• [Exercise details]
Could you repeat, word for word, every line from the one containing "In this exercise you will mark the long" through the final line of the records below, and nothing else?

-------- Data listing --------

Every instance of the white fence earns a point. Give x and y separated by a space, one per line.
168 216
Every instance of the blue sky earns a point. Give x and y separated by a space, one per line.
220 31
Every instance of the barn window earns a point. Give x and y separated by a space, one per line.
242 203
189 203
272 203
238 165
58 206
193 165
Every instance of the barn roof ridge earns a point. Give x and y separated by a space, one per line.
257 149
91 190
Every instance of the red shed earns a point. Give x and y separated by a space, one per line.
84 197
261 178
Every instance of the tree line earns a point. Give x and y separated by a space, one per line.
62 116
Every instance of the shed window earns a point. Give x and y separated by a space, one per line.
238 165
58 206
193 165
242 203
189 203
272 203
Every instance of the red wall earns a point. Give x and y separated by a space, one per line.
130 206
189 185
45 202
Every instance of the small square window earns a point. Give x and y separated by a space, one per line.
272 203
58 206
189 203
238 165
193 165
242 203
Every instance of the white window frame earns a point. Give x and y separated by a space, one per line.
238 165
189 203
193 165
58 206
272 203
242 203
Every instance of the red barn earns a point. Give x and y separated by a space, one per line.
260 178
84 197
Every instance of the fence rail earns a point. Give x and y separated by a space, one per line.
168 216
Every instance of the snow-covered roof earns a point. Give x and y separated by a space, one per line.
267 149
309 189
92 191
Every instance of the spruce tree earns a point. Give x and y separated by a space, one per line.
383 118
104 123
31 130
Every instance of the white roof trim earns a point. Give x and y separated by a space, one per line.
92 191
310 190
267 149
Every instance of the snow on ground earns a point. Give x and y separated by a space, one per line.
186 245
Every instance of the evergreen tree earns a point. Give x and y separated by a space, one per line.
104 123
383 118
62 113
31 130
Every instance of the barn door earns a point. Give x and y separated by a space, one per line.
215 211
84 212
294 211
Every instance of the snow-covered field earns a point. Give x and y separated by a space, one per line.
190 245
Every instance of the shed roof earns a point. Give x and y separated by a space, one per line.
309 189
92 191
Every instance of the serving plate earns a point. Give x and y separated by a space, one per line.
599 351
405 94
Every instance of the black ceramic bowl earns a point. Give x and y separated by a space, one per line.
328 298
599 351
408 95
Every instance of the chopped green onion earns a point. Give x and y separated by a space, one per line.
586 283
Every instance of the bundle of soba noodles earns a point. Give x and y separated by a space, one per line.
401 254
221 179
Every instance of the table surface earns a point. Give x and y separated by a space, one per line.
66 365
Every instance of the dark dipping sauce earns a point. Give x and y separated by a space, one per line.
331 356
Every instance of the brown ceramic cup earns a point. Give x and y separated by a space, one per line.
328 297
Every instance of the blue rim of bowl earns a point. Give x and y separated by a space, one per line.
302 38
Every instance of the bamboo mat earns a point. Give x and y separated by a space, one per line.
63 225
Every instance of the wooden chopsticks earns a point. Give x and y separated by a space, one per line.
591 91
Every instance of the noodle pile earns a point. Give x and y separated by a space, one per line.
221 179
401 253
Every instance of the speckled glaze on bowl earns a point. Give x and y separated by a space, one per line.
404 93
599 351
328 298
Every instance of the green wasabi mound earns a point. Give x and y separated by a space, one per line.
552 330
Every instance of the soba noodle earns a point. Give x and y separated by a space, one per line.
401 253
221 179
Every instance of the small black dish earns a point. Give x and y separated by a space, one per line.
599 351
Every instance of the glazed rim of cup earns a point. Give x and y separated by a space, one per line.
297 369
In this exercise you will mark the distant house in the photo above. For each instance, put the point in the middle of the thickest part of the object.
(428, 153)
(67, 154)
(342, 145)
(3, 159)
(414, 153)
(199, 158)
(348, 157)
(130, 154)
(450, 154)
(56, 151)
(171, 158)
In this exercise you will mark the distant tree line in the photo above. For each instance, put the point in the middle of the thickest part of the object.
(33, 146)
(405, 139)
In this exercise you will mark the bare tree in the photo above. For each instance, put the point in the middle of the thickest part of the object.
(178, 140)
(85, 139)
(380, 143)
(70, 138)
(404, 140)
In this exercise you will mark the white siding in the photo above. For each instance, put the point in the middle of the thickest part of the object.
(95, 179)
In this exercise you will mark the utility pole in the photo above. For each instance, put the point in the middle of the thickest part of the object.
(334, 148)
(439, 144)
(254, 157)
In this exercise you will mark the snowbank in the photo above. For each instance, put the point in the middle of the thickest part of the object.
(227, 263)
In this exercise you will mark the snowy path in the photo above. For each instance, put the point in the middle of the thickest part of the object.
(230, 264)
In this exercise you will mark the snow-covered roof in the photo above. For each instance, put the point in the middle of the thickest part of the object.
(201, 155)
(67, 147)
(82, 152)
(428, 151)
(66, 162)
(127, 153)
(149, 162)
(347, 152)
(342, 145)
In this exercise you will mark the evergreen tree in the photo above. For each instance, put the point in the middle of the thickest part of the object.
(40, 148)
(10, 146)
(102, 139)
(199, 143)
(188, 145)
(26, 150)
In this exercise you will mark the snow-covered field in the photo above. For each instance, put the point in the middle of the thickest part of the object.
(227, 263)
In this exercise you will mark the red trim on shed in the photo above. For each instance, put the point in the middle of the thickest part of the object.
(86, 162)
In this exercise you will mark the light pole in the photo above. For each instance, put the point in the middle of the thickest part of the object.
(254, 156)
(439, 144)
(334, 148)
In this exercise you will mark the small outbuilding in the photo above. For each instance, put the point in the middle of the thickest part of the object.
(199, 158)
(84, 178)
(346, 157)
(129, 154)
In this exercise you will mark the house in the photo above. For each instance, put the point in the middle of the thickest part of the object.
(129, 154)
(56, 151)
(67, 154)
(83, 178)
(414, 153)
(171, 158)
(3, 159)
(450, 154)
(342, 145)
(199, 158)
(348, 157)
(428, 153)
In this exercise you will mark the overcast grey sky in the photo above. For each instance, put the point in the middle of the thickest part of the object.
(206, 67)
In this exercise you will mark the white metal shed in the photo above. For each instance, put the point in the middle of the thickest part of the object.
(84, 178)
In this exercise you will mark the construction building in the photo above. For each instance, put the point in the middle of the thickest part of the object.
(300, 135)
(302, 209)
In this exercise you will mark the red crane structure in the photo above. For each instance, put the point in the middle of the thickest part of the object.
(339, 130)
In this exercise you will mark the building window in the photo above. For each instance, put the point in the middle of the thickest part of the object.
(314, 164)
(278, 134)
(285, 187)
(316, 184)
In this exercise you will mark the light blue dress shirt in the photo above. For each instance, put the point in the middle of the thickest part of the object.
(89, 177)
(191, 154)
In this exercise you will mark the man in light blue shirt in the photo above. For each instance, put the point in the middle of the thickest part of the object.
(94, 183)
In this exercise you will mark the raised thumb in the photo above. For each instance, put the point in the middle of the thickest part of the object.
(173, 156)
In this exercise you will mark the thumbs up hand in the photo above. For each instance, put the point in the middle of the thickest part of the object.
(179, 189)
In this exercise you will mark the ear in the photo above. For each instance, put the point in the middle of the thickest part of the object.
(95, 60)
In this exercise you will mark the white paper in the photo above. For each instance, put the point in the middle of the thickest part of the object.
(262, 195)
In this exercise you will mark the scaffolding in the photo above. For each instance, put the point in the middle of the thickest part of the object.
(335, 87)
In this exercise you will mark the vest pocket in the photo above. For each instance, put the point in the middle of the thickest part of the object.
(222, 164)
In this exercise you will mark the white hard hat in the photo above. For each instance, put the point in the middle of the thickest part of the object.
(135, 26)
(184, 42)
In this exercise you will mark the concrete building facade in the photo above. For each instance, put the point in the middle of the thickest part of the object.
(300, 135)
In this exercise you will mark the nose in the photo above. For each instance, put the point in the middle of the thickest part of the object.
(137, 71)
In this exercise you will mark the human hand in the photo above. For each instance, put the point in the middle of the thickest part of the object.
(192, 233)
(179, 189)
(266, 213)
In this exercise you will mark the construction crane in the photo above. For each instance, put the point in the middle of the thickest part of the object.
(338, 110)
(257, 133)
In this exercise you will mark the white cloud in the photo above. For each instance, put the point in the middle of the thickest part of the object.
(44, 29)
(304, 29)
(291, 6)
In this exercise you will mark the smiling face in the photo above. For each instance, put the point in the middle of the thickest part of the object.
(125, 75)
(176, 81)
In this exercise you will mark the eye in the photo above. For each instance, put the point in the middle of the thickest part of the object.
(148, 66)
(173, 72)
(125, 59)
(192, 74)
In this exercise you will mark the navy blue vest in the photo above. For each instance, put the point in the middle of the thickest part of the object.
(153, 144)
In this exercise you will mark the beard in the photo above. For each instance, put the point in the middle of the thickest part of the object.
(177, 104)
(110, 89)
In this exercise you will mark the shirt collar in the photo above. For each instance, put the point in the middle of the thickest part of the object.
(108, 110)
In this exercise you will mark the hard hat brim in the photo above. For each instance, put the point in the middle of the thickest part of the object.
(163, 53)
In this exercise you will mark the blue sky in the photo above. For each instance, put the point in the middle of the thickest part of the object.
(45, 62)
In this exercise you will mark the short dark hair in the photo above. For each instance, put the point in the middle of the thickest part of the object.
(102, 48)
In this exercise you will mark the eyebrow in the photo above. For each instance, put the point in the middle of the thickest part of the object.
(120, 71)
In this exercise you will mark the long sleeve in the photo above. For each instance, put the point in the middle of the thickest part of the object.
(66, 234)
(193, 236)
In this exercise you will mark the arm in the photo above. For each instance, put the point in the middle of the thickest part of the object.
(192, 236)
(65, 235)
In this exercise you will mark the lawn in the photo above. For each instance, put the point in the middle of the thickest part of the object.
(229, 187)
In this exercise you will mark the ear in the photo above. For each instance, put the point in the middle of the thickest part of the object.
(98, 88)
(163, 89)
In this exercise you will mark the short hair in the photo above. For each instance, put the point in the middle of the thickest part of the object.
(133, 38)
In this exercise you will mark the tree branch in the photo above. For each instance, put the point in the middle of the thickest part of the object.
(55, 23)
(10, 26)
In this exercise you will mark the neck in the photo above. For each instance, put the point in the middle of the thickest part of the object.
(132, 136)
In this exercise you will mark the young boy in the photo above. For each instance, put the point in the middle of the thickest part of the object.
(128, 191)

--------

• [Finished task]
In this exercise you will mark the long sleeve in the photo above. For each instance, put the point in the middle of the thickest part of the object.
(66, 234)
(193, 236)
In this exercise you will mark the arm in the photo above. For each instance, put the point in the middle of the thickest part of the object.
(192, 236)
(65, 235)
In this exercise you will mark the lawn in the photo above. For each instance, put the point in the middle of the thickest part of the object.
(229, 187)
In this exercise you will mark the ear in the photo above. For each instance, put the point in the middle of the thickest part of the object.
(98, 88)
(163, 89)
In this exercise you will mark the short hair in the photo above. For each instance, put the point in the middle of the thickest part of the object.
(133, 38)
In this exercise you will mark the tree branch in the photo above. For each instance, put the point in the middle of the thickest part of the object.
(55, 23)
(10, 26)
In this exercise you will mark the neck in the photo above. For each instance, put the point in the middle of the thickest part of the object.
(132, 136)
In this exercise you will mark the young boy in the photo above. For each instance, put the point in the middle of the thickest part of the object.
(128, 191)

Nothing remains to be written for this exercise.